→ **TASK STATEMENT**
Rewrite the lines from the one containing "The keypoint for" through the one containing "Query: stadium background" as a numbered list, leaving out any blank lines.
****************
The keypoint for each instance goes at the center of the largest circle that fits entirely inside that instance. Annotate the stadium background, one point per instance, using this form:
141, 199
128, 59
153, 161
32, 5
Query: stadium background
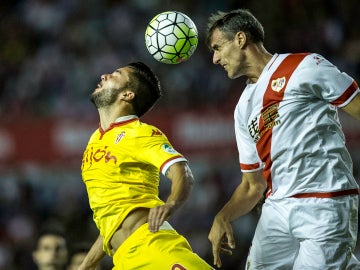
****************
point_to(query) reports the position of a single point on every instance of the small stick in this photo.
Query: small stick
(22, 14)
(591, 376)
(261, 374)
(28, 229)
****************
→ **RESPONSE FOR THIS EXERCISE**
1. The keypoint for each instance goes at the center of the largest circle that fits entirely inside that instance. Annotate the stadium background, one point per instance, using this form:
2. 141, 199
3. 128, 59
4. 153, 161
5. 32, 5
6. Query: stadium background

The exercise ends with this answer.